→ **WHAT YOU ARE ASKED TO DO**: Your response should consist of the records, reproduced exactly.
========
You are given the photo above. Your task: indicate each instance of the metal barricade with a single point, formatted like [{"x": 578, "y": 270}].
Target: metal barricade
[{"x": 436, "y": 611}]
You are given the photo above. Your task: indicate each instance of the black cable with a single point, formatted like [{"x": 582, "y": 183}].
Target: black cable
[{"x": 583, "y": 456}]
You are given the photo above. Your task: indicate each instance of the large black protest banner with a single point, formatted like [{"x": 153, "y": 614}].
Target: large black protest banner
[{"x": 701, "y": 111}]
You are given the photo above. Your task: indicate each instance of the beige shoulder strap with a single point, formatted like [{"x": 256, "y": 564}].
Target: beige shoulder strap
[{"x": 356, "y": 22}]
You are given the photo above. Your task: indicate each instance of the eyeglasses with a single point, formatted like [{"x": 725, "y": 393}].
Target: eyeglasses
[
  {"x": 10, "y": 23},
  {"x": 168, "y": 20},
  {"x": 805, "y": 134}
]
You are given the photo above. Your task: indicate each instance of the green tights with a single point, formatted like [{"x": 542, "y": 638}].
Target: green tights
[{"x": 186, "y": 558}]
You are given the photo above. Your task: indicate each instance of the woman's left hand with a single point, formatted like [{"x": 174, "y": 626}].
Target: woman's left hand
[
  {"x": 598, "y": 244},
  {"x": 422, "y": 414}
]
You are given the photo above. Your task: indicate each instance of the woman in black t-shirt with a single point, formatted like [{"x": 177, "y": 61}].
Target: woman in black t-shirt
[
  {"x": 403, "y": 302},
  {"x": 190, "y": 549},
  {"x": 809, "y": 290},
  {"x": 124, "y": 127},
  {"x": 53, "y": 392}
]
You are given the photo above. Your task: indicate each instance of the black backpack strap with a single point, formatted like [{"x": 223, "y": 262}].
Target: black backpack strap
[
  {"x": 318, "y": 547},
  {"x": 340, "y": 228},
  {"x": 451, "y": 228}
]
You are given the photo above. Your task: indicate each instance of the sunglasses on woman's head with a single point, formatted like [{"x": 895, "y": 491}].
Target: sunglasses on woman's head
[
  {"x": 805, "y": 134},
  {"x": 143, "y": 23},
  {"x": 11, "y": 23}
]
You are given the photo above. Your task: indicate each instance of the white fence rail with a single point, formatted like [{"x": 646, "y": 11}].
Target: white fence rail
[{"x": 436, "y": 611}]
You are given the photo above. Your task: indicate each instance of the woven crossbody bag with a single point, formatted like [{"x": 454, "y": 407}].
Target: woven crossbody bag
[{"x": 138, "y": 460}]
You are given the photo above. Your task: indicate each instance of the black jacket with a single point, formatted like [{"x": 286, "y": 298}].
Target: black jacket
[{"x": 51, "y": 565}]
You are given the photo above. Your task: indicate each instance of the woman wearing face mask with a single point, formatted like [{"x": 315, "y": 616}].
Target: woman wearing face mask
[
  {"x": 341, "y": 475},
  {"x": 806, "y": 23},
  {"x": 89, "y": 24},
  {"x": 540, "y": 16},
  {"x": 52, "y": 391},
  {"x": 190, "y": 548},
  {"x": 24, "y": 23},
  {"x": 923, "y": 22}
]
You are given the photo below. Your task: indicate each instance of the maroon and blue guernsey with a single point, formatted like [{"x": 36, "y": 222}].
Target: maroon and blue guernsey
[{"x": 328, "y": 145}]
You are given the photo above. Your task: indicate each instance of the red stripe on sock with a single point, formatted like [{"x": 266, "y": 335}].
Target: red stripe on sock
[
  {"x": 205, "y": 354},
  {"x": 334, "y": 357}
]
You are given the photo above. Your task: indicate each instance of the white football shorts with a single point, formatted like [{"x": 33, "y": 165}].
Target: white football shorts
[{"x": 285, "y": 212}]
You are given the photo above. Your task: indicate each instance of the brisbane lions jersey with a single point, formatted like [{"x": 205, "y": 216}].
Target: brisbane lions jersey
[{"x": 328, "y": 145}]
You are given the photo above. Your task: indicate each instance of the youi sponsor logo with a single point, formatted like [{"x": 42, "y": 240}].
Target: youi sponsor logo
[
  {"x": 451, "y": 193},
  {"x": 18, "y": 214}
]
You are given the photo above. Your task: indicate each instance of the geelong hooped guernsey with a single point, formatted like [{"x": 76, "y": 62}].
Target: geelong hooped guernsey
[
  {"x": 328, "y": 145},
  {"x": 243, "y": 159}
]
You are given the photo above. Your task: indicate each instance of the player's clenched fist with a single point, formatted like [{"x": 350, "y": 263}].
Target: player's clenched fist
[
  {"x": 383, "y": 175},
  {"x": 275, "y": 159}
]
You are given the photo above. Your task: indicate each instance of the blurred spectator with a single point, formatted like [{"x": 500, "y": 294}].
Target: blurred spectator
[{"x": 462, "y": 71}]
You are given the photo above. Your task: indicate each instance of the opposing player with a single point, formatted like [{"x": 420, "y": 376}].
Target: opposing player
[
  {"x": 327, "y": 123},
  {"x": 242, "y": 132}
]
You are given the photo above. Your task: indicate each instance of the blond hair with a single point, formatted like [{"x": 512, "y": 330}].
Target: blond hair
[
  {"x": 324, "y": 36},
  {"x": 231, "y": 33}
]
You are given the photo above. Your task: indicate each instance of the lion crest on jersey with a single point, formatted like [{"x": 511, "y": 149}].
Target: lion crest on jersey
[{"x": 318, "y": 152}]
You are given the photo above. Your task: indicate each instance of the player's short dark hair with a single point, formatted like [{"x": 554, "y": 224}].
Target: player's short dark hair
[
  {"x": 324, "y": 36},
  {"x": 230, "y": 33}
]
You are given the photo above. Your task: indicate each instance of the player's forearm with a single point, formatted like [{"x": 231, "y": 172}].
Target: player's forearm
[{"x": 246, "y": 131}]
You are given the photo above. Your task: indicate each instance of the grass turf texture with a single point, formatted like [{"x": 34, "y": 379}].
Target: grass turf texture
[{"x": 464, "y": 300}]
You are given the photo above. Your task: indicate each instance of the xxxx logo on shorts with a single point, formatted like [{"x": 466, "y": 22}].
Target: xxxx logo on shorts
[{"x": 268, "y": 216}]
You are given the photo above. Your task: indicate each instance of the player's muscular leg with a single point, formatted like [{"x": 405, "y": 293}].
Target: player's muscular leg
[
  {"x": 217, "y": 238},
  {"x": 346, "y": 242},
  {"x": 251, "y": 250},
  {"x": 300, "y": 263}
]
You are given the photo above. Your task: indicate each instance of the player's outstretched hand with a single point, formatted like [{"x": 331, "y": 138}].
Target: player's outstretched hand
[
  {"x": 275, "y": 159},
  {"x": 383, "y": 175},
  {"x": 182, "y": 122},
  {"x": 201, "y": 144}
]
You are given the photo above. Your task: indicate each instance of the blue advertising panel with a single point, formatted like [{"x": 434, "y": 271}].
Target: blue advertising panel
========
→ **ANSWER TO THIS PROBLEM**:
You are given the photo above. Your task: indicate each instance of the metal barricade with a single point, formatted like [{"x": 578, "y": 270}].
Target: metal barricade
[{"x": 436, "y": 611}]
You are given the photo above. Your task: indicate each instance of the black cable with a single point, formatted like [{"x": 582, "y": 183}].
Target: black cable
[{"x": 583, "y": 456}]
You are given the photo above. Your task: indicate each instance of the large black protest banner with a single point, formatted like [{"x": 153, "y": 614}].
Target: large black protest banner
[{"x": 701, "y": 111}]
You are given the photo above. Your task: indicate each instance of the beige shoulder strap with a single point, formatted like [{"x": 256, "y": 564}].
Target: beige shoulder strap
[{"x": 356, "y": 22}]
You are given the photo above. Your task: indicate each instance of the eyeglasses with a single point, formatted like [{"x": 725, "y": 393}].
Target: eyeglasses
[
  {"x": 10, "y": 23},
  {"x": 168, "y": 20},
  {"x": 805, "y": 134}
]
You are given the photo above. Your task: indicate each instance of the green tights with a single point, formatted like [{"x": 542, "y": 638}].
Target: green tights
[{"x": 186, "y": 558}]
You are given the photo above. Your task: indicate each instance of the woman's left hand with a single point, formatted like [{"x": 174, "y": 626}].
Target: woman's left hand
[
  {"x": 598, "y": 244},
  {"x": 422, "y": 414}
]
You are given the photo above. Your task: indicate each instance of the woman in black t-shirt with a single point, formatted like [{"x": 177, "y": 61}].
Target: woman in black t-shirt
[
  {"x": 403, "y": 302},
  {"x": 190, "y": 549},
  {"x": 809, "y": 290},
  {"x": 124, "y": 127},
  {"x": 53, "y": 392}
]
You are given the photo above. Your task: indicate each instance of the black backpack strap with a single point, formatted like [{"x": 223, "y": 262}].
Target: black backpack strap
[
  {"x": 318, "y": 547},
  {"x": 340, "y": 228},
  {"x": 451, "y": 228}
]
You are given the photo above. Your task: indicate each instance of the sunglasses on woman's head with a single point, formatted like [{"x": 895, "y": 491}].
Target: sunglasses on woman's head
[
  {"x": 805, "y": 134},
  {"x": 143, "y": 23},
  {"x": 11, "y": 23}
]
You are given the photo above. Your task: indicate each instance of the white fence rail with a single point, formatted like [{"x": 646, "y": 11}].
Target: white fence rail
[{"x": 436, "y": 611}]
You are given the photo above. Your task: indicate each instance of the woven crossbody bag with a single point, formatted like [{"x": 454, "y": 407}].
Target: woven crossbody bag
[{"x": 138, "y": 460}]
You are given the photo above. Your task: indicate each instance of the black jacket with a single point, formatted like [{"x": 286, "y": 298}].
Target: black jacket
[{"x": 51, "y": 565}]
You are given the photo above. Your task: indicate each instance of the woman wearing face mask with a single point, formatted like [{"x": 315, "y": 616}].
Target: woman wearing face mask
[
  {"x": 341, "y": 475},
  {"x": 806, "y": 23},
  {"x": 89, "y": 24},
  {"x": 540, "y": 16},
  {"x": 52, "y": 391},
  {"x": 190, "y": 548},
  {"x": 24, "y": 23},
  {"x": 923, "y": 22}
]
You are given the photo below. Your task: indicate each instance of the maroon and blue guernsey with a single point, formatted like [{"x": 36, "y": 222}].
Target: maroon and blue guernsey
[{"x": 328, "y": 145}]
You are given the photo above. Your task: indicate each instance of the red stripe on sock with a single point, formatted like [{"x": 266, "y": 335}].
Target: red stripe on sock
[
  {"x": 205, "y": 354},
  {"x": 334, "y": 357}
]
You are given the photo above. Your task: indicate each instance of the white football shorts with a single point, formatted like [{"x": 33, "y": 165}].
Target: white football shorts
[{"x": 285, "y": 212}]
You are given the photo above. Your task: indicate each instance of the brisbane lions jersey with a single point, formatted like [{"x": 205, "y": 216}].
Target: brisbane lions jersey
[{"x": 328, "y": 145}]
You are given the photo above. Your task: indicate each instance of the youi sponsor logo with a single point, formatted like [{"x": 42, "y": 240}].
Target: youi sponsor logo
[
  {"x": 451, "y": 193},
  {"x": 18, "y": 214}
]
You are given the photo above. Your task: indicate each instance of the geelong hooped guernsey with a single point, formatted like [{"x": 76, "y": 62}].
Target: geelong hooped guernsey
[
  {"x": 328, "y": 145},
  {"x": 243, "y": 159}
]
You are given the photo above. Your task: indicate each instance of the player's clenched fist with a single point, formatted like [{"x": 350, "y": 263}].
Target: player's clenched fist
[
  {"x": 383, "y": 175},
  {"x": 275, "y": 159}
]
You are given the photo above. Your task: indicate each instance of the blurred spectator with a single point, formatted like [{"x": 500, "y": 294}].
Target: blurred spectator
[{"x": 462, "y": 71}]
You are given the photo above. Your task: indicate each instance of the opposing player with a single point, formatted like [{"x": 420, "y": 376}].
Target: opposing player
[
  {"x": 327, "y": 123},
  {"x": 242, "y": 132}
]
You are given the photo above. Your task: indicate each instance of the blond hair with a single point, formatted like [{"x": 512, "y": 330}].
Target: blond hair
[
  {"x": 324, "y": 36},
  {"x": 231, "y": 33}
]
You are given the photo above. Your task: indicate each instance of the lion crest on jersey with a single point, formatted like [{"x": 511, "y": 149}].
Target: lion crest on jersey
[{"x": 318, "y": 152}]
You are given the photo above. Your task: indicate each instance of the player's short dark hair with a single point, formatted like [{"x": 554, "y": 224}].
Target: player's short dark hair
[
  {"x": 324, "y": 36},
  {"x": 230, "y": 33}
]
You are given the photo above. Your task: indicate each instance of the player's forearm with a single point, formatted like [{"x": 231, "y": 172}].
Target: player's forearm
[{"x": 246, "y": 131}]
You are given the photo above. Your task: indicate each instance of the grass turf texture with a single point, formatted like [{"x": 34, "y": 379}].
Target: grass turf texture
[{"x": 464, "y": 300}]
You are given the photo above. Your task: indicate each instance of the xxxx logo on shorts with a single point, formatted like [{"x": 466, "y": 22}].
Target: xxxx logo on shorts
[{"x": 268, "y": 216}]
You are given the photo above. Your task: indicate each instance of the player's muscular leg with a single point, formatted like [{"x": 405, "y": 293}].
Target: player's muscular leg
[
  {"x": 217, "y": 238},
  {"x": 346, "y": 242},
  {"x": 251, "y": 250},
  {"x": 300, "y": 263}
]
You are given the photo above. Your task: indicate each instance of the player's outstretched hand with a single point, formatted like [{"x": 331, "y": 138}].
Target: player's outstretched hand
[
  {"x": 275, "y": 159},
  {"x": 383, "y": 175},
  {"x": 182, "y": 122},
  {"x": 201, "y": 144}
]
You are given the photo above. Your task: indicate each instance of the blue advertising panel with a single point, formatted like [{"x": 434, "y": 271}].
Target: blue advertising panel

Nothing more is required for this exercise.